--- MATERIAL TO PROCESS Enclosed Below ---

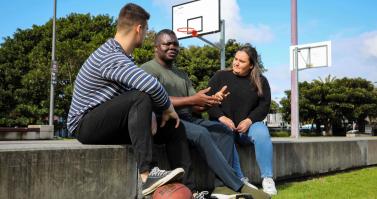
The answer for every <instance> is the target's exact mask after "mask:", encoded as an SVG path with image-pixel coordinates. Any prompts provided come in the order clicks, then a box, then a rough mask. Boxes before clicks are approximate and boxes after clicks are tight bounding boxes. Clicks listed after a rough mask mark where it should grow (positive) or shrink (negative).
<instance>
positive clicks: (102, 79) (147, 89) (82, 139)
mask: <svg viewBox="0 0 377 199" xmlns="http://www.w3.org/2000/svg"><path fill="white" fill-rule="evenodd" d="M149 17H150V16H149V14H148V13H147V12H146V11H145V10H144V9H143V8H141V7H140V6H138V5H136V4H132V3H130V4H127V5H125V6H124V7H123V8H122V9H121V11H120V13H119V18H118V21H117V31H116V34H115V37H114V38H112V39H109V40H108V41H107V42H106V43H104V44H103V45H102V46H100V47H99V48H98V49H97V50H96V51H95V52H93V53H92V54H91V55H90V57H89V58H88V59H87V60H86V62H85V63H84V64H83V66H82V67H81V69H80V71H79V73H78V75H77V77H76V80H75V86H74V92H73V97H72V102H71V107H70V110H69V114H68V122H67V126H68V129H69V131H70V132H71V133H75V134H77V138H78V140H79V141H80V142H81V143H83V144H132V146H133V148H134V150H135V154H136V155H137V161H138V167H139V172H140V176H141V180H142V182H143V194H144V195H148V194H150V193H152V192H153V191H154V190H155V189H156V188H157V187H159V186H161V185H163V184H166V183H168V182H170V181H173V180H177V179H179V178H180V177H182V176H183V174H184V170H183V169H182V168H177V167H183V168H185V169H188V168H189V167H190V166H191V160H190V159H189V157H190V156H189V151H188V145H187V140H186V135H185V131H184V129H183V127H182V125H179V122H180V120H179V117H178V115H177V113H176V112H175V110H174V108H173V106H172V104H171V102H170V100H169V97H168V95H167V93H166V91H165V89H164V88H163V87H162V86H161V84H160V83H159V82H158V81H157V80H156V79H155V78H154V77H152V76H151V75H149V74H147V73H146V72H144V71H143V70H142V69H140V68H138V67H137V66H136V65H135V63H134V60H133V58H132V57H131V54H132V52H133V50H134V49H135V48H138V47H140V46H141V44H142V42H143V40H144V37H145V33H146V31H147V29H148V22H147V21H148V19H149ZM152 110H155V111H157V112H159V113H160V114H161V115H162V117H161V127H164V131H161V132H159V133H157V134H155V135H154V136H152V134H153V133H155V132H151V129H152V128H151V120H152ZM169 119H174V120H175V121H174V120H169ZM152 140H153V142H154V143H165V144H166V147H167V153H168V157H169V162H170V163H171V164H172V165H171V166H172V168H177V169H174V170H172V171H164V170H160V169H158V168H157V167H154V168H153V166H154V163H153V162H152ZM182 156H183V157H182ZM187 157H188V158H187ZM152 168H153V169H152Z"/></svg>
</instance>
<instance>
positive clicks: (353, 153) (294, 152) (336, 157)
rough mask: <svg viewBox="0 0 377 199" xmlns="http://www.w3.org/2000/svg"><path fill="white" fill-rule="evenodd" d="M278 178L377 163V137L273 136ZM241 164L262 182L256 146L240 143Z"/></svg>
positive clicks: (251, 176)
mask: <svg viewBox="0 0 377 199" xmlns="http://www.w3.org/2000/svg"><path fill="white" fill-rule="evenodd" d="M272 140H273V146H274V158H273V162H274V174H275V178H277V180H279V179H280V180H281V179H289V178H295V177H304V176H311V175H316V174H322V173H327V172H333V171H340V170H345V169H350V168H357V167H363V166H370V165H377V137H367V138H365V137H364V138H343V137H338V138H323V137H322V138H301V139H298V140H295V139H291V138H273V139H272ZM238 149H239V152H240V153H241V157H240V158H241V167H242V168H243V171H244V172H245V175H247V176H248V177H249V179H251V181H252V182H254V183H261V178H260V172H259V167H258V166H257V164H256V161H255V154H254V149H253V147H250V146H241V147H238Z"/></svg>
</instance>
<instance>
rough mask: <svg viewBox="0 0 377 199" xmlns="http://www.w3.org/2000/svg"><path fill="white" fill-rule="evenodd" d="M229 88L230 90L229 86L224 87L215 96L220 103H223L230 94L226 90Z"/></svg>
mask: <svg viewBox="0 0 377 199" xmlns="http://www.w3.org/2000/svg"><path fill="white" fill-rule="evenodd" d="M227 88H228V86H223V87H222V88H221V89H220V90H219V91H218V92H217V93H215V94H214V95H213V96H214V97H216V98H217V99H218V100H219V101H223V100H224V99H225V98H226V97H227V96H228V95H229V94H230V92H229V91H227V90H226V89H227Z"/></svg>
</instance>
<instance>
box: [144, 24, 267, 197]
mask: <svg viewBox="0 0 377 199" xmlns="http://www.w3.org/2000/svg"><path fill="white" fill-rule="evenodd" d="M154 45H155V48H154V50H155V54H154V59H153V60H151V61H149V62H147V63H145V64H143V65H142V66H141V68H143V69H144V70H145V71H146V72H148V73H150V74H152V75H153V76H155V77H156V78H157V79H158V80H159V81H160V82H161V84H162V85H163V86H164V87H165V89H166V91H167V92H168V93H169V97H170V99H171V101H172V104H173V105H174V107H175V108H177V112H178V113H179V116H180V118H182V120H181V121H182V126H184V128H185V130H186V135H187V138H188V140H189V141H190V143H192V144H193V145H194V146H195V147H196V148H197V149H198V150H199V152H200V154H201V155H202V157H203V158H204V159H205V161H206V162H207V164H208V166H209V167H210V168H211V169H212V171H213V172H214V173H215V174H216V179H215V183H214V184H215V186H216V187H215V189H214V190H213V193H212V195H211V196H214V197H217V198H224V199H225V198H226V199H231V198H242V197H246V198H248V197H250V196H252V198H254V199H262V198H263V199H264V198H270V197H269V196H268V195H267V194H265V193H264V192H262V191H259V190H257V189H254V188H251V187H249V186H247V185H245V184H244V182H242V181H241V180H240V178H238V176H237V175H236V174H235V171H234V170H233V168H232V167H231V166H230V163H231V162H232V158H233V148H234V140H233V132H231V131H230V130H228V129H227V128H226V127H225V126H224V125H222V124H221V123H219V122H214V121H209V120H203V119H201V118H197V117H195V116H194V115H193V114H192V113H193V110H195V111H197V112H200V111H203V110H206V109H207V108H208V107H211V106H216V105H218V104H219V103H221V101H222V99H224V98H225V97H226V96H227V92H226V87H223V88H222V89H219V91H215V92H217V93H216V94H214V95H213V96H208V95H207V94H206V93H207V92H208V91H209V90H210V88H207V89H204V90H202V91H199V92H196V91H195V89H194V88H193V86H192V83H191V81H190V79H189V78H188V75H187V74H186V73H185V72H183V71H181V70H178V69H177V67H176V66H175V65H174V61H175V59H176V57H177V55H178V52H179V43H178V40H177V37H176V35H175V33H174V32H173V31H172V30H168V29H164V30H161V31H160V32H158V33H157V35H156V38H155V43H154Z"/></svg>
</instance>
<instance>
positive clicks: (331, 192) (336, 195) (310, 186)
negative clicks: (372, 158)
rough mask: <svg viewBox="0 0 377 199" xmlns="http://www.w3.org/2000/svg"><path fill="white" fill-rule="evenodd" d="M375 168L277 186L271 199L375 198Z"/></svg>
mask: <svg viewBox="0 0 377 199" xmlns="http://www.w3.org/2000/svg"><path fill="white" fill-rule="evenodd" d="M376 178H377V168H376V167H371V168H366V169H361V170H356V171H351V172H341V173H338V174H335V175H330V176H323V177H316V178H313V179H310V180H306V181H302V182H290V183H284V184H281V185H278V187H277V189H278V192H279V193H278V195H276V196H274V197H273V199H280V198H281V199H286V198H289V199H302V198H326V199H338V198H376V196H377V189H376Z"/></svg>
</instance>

--- End of Enclosed MATERIAL TO PROCESS ---

● **EXERCISE GOAL**: The listing above must be repeated exactly, apart from the pictures.

● **TASK RESPONSE**:
The answer for every <instance> is the target's exact mask after "mask:", encoded as an SVG path with image-pixel coordinates. Any prompts provided come in the order clicks, then a box, then a rough mask. Boxes before clicks are approximate and boxes after clicks are tight bounding boxes. Clicks listed after a rough mask mark where it should grow (positive) or shrink (negative).
<instance>
positive clicks: (102, 79) (147, 89) (82, 139)
mask: <svg viewBox="0 0 377 199" xmlns="http://www.w3.org/2000/svg"><path fill="white" fill-rule="evenodd" d="M149 17H150V16H149V14H148V13H147V12H146V11H145V10H144V9H143V8H141V7H140V6H138V5H136V4H132V3H130V4H127V5H125V6H124V7H123V8H122V9H121V11H120V13H119V18H118V21H117V31H116V34H115V37H114V38H112V39H109V40H108V41H107V42H106V43H104V44H103V45H102V46H100V47H99V48H98V49H97V50H96V51H95V52H93V53H92V54H91V55H90V57H89V58H88V59H87V60H86V62H85V63H84V64H83V66H82V67H81V69H80V71H79V73H78V75H77V77H76V80H75V86H74V92H73V97H72V102H71V107H70V110H69V114H68V122H67V126H68V129H69V131H70V132H71V133H75V134H77V138H78V140H79V141H80V142H81V143H83V144H132V146H133V148H134V150H135V154H136V155H137V161H138V167H139V172H140V176H141V180H142V182H143V194H144V195H148V194H150V193H152V192H153V191H154V190H155V189H156V188H157V187H159V186H161V185H163V184H166V183H168V182H170V181H173V180H177V179H179V178H180V177H182V176H183V174H184V170H183V169H182V168H177V167H183V168H185V169H188V168H189V167H190V166H191V160H190V159H189V157H190V156H189V151H188V145H187V140H186V135H185V131H184V129H183V127H182V125H179V122H180V120H179V117H178V115H177V113H176V112H175V110H174V108H173V106H172V104H171V102H170V100H169V97H168V95H167V93H166V91H165V89H164V88H163V87H162V86H161V84H160V83H159V82H158V81H157V80H156V79H155V78H154V77H152V76H151V75H149V74H147V73H146V72H144V71H143V70H142V69H140V68H138V67H137V66H136V65H135V63H134V60H133V58H132V57H131V54H132V52H133V50H134V49H135V48H138V47H140V46H141V44H142V42H143V40H144V37H145V33H146V31H147V29H148V22H147V21H148V19H149ZM152 110H155V111H157V112H159V113H160V114H161V115H162V117H161V127H164V131H161V132H159V133H157V134H155V135H154V136H152V134H153V133H155V132H151V129H152V128H151V120H152ZM169 119H174V120H175V121H174V120H169ZM152 140H153V142H154V143H165V144H166V147H167V153H168V157H169V162H170V163H171V164H172V165H171V166H172V168H177V169H174V170H172V171H164V170H160V169H158V168H157V167H154V168H153V166H154V163H153V162H152ZM182 156H183V157H182ZM187 157H188V158H187ZM152 168H153V169H152Z"/></svg>
</instance>
<instance>
positive clicks: (353, 153) (294, 152) (336, 157)
rough mask: <svg viewBox="0 0 377 199" xmlns="http://www.w3.org/2000/svg"><path fill="white" fill-rule="evenodd" d="M278 178L377 163V137L273 136ZM241 164L262 182L256 146L240 143Z"/></svg>
positive clicks: (251, 176)
mask: <svg viewBox="0 0 377 199" xmlns="http://www.w3.org/2000/svg"><path fill="white" fill-rule="evenodd" d="M272 140H273V146H274V158H273V162H274V174H275V178H277V180H279V179H280V180H281V179H289V178H295V177H304V176H311V175H316V174H322V173H327V172H333V171H340V170H345V169H350V168H357V167H363V166H370V165H377V137H367V138H365V137H364V138H343V137H338V138H323V137H322V138H301V139H298V140H295V139H291V138H273V139H272ZM238 149H239V152H240V153H241V157H240V158H241V167H242V168H243V171H244V172H245V175H247V176H248V177H249V179H251V181H252V182H254V183H261V178H260V172H259V167H258V166H257V164H256V161H255V154H254V149H253V147H250V146H241V147H238Z"/></svg>
</instance>
<instance>
rough mask: <svg viewBox="0 0 377 199" xmlns="http://www.w3.org/2000/svg"><path fill="white" fill-rule="evenodd" d="M229 88L230 90L229 86L224 87L215 96L220 103H223L230 94L226 90Z"/></svg>
mask: <svg viewBox="0 0 377 199" xmlns="http://www.w3.org/2000/svg"><path fill="white" fill-rule="evenodd" d="M227 88H228V86H223V87H222V88H221V89H220V90H219V91H218V92H217V93H215V94H214V95H213V96H214V97H216V98H217V99H218V100H219V101H223V100H224V99H225V98H226V97H227V96H228V95H229V94H230V92H229V91H227V90H226V89H227Z"/></svg>
</instance>
<instance>
box: [144, 24, 267, 197]
mask: <svg viewBox="0 0 377 199" xmlns="http://www.w3.org/2000/svg"><path fill="white" fill-rule="evenodd" d="M154 45H155V48H154V50H155V54H154V59H153V60H151V61H149V62H147V63H145V64H143V65H142V66H141V68H143V69H144V70H145V71H146V72H148V73H150V74H152V75H153V76H155V77H156V78H157V79H158V80H159V81H160V82H161V84H162V85H163V86H164V87H165V89H166V91H167V92H168V93H169V97H170V99H171V101H172V104H173V105H174V107H175V108H177V112H178V113H179V116H180V118H182V120H181V121H182V126H184V128H185V130H186V135H187V138H188V140H189V141H190V143H192V144H193V145H194V146H195V147H196V148H197V149H198V150H199V152H200V154H201V155H202V157H203V158H204V159H205V161H206V162H207V164H208V166H209V167H210V168H211V169H212V171H213V172H214V173H215V174H216V179H215V183H214V184H215V186H216V187H215V189H214V190H213V193H212V195H211V196H214V197H217V198H224V199H225V198H226V199H231V198H242V197H246V198H248V197H250V196H252V198H254V199H262V198H263V199H264V198H270V197H269V196H268V195H267V194H265V193H264V192H262V191H259V190H257V189H254V188H251V187H249V186H247V185H245V184H244V182H242V181H241V180H240V178H238V176H237V175H236V174H235V171H234V170H233V168H232V167H231V166H230V163H231V162H232V158H233V148H234V140H233V132H231V131H230V130H228V129H227V128H226V127H225V126H224V125H222V124H221V123H219V122H214V121H209V120H203V119H201V118H197V117H195V116H194V115H193V114H192V113H193V110H195V111H197V112H200V111H203V110H206V109H207V108H208V107H211V106H216V105H218V104H219V103H221V101H222V99H224V98H225V97H226V96H227V92H226V87H223V88H222V89H219V91H215V92H217V93H216V94H214V95H213V96H208V95H207V94H206V93H207V92H208V91H209V90H210V88H207V89H204V90H202V91H199V92H196V91H195V89H194V88H193V86H192V83H191V81H190V79H189V78H188V75H187V74H186V73H185V72H183V71H181V70H178V69H177V67H176V66H175V65H174V61H175V59H176V57H177V55H178V52H179V43H178V40H177V37H176V35H175V33H174V32H173V31H172V30H168V29H164V30H161V31H160V32H158V33H157V35H156V38H155V43H154Z"/></svg>
</instance>
<instance>
positive clicks: (331, 192) (336, 195) (310, 186)
negative clicks: (372, 158)
rough mask: <svg viewBox="0 0 377 199" xmlns="http://www.w3.org/2000/svg"><path fill="white" fill-rule="evenodd" d="M375 168L277 186L271 199L375 198Z"/></svg>
mask: <svg viewBox="0 0 377 199" xmlns="http://www.w3.org/2000/svg"><path fill="white" fill-rule="evenodd" d="M376 178H377V168H376V167H371V168H366V169H361V170H356V171H351V172H341V173H338V174H335V175H330V176H323V177H316V178H313V179H310V180H306V181H302V182H290V183H284V184H281V185H278V187H277V189H278V192H279V193H278V195H276V196H274V197H273V199H280V198H281V199H286V198H289V199H302V198H326V199H338V198H376V196H377V189H376Z"/></svg>
</instance>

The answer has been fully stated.